Given task:
List every line of the entries below that contains the word "white".

Records supplied:

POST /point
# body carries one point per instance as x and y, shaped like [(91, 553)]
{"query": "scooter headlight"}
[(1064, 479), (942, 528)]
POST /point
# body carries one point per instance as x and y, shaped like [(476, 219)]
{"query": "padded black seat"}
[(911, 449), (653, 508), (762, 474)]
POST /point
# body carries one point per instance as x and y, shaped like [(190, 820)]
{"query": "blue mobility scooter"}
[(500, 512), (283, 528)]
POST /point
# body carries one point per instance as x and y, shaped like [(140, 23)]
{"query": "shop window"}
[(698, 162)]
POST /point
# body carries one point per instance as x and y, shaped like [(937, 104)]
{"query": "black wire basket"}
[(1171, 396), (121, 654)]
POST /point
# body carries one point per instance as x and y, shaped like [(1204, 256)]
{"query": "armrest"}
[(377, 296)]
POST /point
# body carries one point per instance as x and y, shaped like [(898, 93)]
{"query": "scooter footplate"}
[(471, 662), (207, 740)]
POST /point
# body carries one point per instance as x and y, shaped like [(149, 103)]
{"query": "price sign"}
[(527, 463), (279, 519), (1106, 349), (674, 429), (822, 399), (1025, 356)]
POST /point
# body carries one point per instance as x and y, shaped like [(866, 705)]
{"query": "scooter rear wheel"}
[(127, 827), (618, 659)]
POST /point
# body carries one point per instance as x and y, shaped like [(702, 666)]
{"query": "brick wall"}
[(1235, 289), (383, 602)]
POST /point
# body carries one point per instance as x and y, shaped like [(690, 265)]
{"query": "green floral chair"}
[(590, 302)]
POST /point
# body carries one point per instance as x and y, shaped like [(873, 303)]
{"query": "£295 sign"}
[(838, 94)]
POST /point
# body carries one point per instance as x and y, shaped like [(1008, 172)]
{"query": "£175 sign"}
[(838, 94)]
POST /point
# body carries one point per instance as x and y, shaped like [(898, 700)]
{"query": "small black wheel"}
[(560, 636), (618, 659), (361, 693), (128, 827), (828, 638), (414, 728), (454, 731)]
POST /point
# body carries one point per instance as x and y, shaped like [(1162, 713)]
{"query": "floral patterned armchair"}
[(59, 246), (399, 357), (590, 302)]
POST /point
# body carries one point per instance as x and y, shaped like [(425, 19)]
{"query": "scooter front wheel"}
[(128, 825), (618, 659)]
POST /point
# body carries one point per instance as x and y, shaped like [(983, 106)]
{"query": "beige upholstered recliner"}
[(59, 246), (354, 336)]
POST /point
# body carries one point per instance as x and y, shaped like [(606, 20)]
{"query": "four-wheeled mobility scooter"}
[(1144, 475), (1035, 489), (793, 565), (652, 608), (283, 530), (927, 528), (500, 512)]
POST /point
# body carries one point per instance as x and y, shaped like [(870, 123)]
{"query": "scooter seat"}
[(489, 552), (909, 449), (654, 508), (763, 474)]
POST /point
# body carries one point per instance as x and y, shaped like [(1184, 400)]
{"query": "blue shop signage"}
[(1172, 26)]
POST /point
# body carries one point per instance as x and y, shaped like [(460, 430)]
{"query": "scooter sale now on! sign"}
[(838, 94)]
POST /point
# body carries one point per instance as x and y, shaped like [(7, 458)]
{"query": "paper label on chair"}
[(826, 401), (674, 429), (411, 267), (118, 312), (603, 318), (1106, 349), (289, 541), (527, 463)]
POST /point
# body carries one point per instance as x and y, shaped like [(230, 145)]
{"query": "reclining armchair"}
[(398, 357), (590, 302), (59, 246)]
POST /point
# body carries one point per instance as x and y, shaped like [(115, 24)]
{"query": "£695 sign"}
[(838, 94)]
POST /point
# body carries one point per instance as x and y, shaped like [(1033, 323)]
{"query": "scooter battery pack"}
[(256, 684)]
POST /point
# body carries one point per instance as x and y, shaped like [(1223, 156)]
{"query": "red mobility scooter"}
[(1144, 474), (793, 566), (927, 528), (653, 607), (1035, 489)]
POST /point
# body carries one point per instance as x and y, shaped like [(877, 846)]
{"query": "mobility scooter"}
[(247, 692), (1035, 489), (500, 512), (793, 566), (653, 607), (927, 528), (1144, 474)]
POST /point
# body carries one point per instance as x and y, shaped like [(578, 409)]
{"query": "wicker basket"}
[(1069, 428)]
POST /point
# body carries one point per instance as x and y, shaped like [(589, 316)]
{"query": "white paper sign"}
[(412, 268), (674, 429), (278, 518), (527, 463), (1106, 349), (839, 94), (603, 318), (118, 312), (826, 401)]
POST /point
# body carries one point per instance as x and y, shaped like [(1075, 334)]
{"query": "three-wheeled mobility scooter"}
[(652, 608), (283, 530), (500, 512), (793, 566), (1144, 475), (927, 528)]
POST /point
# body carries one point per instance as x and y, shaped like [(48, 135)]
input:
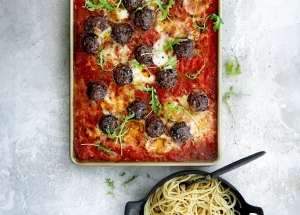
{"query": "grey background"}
[(36, 175)]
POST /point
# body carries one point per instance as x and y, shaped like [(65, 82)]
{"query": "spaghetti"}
[(204, 198)]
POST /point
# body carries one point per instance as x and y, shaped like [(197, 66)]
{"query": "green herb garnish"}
[(136, 64), (92, 5), (119, 132), (170, 43), (217, 24), (110, 183), (194, 76), (232, 69), (218, 21), (171, 108), (164, 8), (130, 180), (155, 104), (106, 150)]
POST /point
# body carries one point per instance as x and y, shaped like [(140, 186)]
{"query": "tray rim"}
[(134, 163)]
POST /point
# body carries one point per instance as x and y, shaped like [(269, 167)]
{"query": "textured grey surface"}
[(36, 175)]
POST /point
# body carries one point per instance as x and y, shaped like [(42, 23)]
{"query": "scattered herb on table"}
[(155, 104), (130, 180), (232, 69), (194, 76), (111, 184), (171, 108)]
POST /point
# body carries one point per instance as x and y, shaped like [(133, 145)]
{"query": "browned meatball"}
[(184, 49), (198, 101), (108, 122), (180, 132), (90, 44), (123, 75), (95, 23), (144, 18), (143, 54), (139, 108), (166, 78), (121, 32), (97, 90), (154, 126), (131, 5)]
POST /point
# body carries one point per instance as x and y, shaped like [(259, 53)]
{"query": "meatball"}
[(97, 90), (180, 132), (144, 19), (123, 75), (90, 44), (198, 101), (143, 54), (154, 126), (184, 49), (139, 108), (108, 122), (166, 78), (132, 5), (94, 24), (121, 32)]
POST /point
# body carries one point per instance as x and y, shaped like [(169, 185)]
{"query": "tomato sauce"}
[(87, 113)]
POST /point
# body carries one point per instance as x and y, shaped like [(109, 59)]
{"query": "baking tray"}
[(108, 163)]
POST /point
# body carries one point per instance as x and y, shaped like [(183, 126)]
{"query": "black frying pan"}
[(246, 209)]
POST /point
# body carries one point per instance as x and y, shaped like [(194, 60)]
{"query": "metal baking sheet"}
[(108, 163)]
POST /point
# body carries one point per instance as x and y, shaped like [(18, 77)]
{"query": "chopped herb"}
[(218, 21), (136, 64), (227, 99), (155, 104), (122, 174), (202, 27), (170, 43), (164, 8), (111, 184), (101, 61), (232, 69), (171, 108), (130, 180), (119, 131), (217, 24), (106, 150), (92, 5), (194, 76)]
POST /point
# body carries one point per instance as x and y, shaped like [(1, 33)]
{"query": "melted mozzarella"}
[(160, 58), (116, 53), (142, 76)]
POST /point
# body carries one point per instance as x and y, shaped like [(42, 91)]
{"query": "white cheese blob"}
[(160, 58)]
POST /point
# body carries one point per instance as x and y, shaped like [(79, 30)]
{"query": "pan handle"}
[(256, 210), (133, 205)]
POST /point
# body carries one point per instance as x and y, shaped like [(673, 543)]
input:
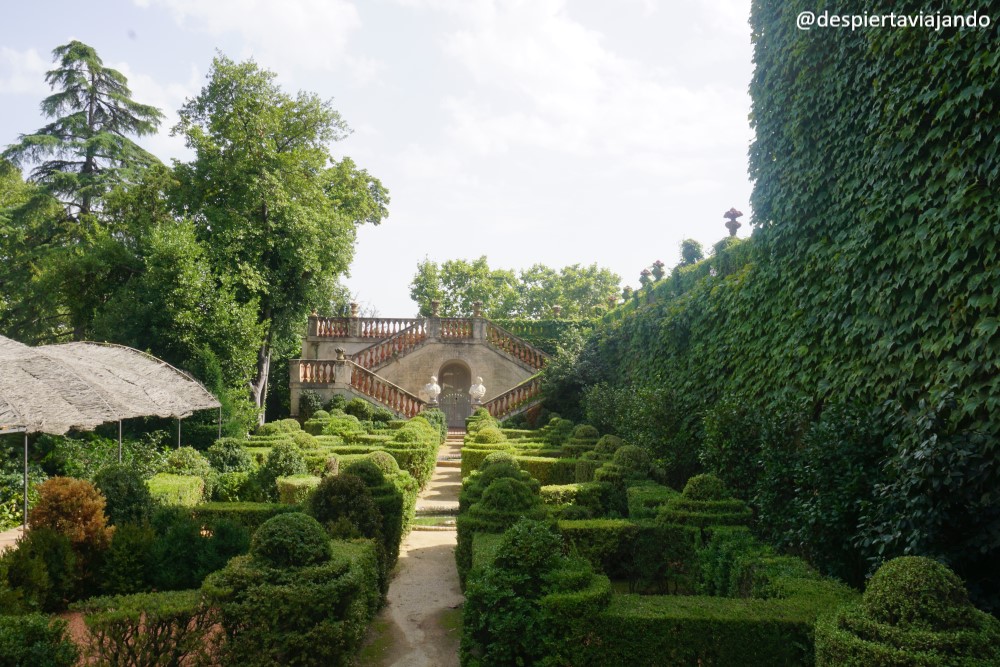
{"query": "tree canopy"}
[(457, 284)]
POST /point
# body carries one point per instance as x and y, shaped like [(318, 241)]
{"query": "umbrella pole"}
[(25, 482)]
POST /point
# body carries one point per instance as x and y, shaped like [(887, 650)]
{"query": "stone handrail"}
[(382, 327), (456, 327), (319, 371), (399, 343), (332, 327), (507, 342), (360, 327), (386, 393), (509, 401)]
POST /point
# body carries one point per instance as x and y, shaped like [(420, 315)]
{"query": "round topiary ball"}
[(918, 593), (291, 540), (609, 444), (368, 471), (499, 457), (633, 458), (384, 461), (490, 436), (705, 487)]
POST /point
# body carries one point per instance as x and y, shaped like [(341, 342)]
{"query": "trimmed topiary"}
[(293, 539), (607, 445), (384, 461), (360, 408), (229, 455), (499, 457), (915, 611), (489, 436), (367, 470), (918, 593), (344, 506), (633, 459), (127, 498), (705, 487)]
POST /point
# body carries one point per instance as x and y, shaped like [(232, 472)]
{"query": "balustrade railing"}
[(456, 327), (507, 342), (333, 327), (361, 327), (316, 371), (386, 393), (379, 327), (399, 343), (509, 401)]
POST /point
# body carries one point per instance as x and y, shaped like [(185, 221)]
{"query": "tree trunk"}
[(258, 386)]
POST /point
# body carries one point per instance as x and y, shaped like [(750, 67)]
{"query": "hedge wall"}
[(870, 279)]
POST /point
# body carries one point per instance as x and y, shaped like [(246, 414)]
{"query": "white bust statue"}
[(431, 391), (477, 391)]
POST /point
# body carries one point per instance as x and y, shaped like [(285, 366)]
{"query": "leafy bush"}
[(295, 490), (337, 403), (311, 616), (183, 553), (42, 569), (74, 508), (705, 487), (189, 461), (310, 402), (291, 540), (915, 611), (128, 562), (607, 445), (344, 506), (127, 498), (384, 462), (171, 628), (229, 455), (280, 427), (35, 640), (284, 460), (733, 432), (489, 436), (176, 489), (360, 408)]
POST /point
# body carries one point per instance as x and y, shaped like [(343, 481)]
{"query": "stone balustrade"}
[(511, 401), (386, 393), (510, 344), (396, 345)]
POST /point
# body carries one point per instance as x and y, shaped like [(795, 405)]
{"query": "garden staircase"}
[(397, 338)]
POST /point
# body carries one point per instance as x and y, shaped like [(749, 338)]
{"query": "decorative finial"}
[(732, 224)]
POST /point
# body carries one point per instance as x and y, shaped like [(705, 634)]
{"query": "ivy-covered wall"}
[(871, 279)]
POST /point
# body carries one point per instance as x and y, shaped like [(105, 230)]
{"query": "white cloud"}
[(23, 72), (305, 35), (168, 97), (543, 80)]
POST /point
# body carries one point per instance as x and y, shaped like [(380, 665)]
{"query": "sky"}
[(531, 131)]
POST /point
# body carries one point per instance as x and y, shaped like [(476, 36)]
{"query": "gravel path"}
[(417, 627)]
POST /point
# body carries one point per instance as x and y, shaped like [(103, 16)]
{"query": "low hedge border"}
[(170, 489)]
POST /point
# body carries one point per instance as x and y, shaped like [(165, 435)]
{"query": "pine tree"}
[(85, 150)]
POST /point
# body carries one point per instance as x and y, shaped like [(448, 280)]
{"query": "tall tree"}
[(277, 214), (531, 294), (86, 148)]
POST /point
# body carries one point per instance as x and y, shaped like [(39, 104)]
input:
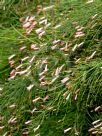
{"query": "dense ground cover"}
[(52, 82)]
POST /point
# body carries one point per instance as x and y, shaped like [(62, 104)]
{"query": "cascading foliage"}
[(55, 83)]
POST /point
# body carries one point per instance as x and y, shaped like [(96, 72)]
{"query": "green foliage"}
[(52, 108)]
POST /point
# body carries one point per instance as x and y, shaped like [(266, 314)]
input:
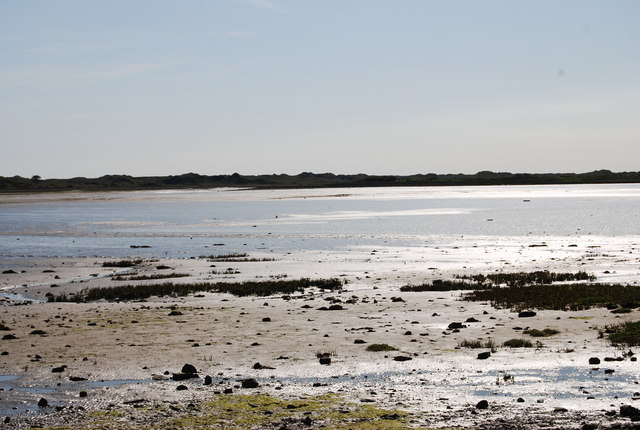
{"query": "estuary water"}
[(191, 223)]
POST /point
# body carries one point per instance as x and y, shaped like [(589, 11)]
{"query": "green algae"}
[(234, 411)]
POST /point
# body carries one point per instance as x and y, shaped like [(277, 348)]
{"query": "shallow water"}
[(190, 223)]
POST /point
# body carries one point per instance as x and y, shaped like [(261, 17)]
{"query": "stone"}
[(189, 368), (250, 383), (629, 411), (526, 314), (402, 358), (482, 404), (181, 376)]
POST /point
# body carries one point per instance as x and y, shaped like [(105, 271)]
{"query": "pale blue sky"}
[(158, 87)]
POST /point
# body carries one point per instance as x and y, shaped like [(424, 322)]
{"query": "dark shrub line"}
[(249, 288)]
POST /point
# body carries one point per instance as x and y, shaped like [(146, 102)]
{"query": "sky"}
[(165, 87)]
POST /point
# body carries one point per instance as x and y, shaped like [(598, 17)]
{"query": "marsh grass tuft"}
[(518, 343), (122, 263), (624, 335), (557, 297), (381, 347), (168, 289), (150, 277), (494, 280), (547, 332), (477, 344)]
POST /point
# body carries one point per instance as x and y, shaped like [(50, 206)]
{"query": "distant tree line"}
[(307, 180)]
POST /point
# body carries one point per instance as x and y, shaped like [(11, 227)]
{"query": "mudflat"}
[(365, 356)]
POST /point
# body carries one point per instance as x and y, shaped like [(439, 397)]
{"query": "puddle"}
[(17, 399)]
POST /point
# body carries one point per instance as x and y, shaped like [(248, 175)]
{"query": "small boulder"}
[(629, 412), (526, 314), (189, 368), (402, 358), (482, 404), (250, 383), (325, 361), (455, 325)]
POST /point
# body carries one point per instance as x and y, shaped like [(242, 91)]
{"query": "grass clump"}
[(381, 347), (494, 280), (476, 344), (624, 335), (150, 277), (122, 263), (558, 297), (242, 289), (518, 343), (547, 332), (539, 277)]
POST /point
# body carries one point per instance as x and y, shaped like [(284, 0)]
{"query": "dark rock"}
[(629, 411), (76, 379), (455, 325), (482, 404), (402, 358), (189, 368), (526, 314), (183, 376), (250, 383), (259, 366)]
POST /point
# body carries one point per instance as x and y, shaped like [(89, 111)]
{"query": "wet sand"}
[(142, 343)]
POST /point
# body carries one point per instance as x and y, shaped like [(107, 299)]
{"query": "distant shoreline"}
[(307, 180)]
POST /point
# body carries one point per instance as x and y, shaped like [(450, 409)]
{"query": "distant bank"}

Written response:
{"query": "white paper sign"}
{"query": "white cheese blob"}
{"query": "white bust statue"}
{"query": "white cloud"}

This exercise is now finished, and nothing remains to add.